== INSTRUCTIONS FOR THE TASK ==
Copy each of these rows word for word, with no changes.

----------

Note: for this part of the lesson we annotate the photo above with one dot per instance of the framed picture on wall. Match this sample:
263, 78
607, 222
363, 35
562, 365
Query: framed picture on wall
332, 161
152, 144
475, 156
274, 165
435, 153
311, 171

----------

== EXERCISE SOLUTION ==
Note: for this part of the lesson we annotate the photo above with one dot per instance of the framed picture on wall. Match this sample:
263, 78
607, 222
363, 35
562, 365
Query: framed picture on wall
332, 161
152, 144
475, 156
274, 165
435, 153
311, 171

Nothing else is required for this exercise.